** Start Reading passage **

Bart Schaefer wrote:
Or are you saying that LAN-to-LAN traffic maxs out at 10Mbps, it is
a little vague.
LAN-to-gateway traffic (e.g., a test FTP of a large file from the
gateway to a machine on one of the LANs) begins to degrade as the
LAN-to-internet traffic increases. That's not surprising, but it
degrades disproportionately, i.e. when the FTP begins to show
intermittent stalls, the total traffic visible at the router on the
internet side of the gateway is only in the just-over-10Mb/s range.
Once we get to this point, no matter how many more LAN-to-internet
connections become active, the router on the internet side never sees
much over 10Mb/s of traffic. We're not losing data or having an
unusual number of connection timeouts; each connection just slows
down. We figured on some slowdown for NAT, but not 80%+.
LAN-to-LAN traffic that doesn't involve the gateway behaves more like
we'd expect, but I'm not sure that eliminates the switch as the
culprit.

** End Reading passage **
** Start Dataset extract **

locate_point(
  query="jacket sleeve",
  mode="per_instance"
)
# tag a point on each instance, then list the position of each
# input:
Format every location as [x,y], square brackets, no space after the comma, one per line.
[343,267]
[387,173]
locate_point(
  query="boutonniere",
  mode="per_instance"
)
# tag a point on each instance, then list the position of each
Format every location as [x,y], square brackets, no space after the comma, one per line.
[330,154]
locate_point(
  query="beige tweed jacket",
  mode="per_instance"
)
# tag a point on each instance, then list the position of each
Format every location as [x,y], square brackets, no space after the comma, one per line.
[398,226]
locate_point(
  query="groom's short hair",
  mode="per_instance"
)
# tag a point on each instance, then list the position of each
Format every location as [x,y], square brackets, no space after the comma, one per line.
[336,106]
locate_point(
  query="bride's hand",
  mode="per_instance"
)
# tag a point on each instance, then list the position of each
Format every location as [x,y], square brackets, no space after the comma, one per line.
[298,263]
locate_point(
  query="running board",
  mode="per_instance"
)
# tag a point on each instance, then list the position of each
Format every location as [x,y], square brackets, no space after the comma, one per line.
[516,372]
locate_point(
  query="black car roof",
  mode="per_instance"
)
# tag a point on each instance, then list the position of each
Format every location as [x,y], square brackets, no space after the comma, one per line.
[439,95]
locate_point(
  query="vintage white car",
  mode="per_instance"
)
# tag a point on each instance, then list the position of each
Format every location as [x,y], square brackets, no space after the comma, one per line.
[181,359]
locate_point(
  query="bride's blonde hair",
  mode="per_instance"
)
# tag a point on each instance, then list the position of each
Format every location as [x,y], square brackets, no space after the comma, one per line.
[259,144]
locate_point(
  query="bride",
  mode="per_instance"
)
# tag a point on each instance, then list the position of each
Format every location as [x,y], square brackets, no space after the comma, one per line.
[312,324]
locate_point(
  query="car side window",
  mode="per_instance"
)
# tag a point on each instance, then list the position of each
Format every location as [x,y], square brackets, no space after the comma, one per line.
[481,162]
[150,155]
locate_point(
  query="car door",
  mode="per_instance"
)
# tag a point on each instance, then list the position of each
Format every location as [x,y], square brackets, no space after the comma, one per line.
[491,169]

** End Dataset extract **

* **Prompt 1**
Write out the passage of the gateway traffic message that begins with the words "LAN-to-gateway traffic (e.g., a" and ends with "the just-over-10Mb/s range.", character for character.
* **Prompt 2**
Extract every line of the records that contains the string "hair".

* **Output 1**
LAN-to-gateway traffic (e.g., a test FTP of a large file from the
gateway to a machine on one of the LANs) begins to degrade as the
LAN-to-internet traffic increases. That's not surprising, but it
degrades disproportionately, i.e. when the FTP begins to show
intermittent stalls, the total traffic visible at the router on the
internet side of the gateway is only in the just-over-10Mb/s range.

* **Output 2**
  query="groom's short hair",
  query="bride's blonde hair",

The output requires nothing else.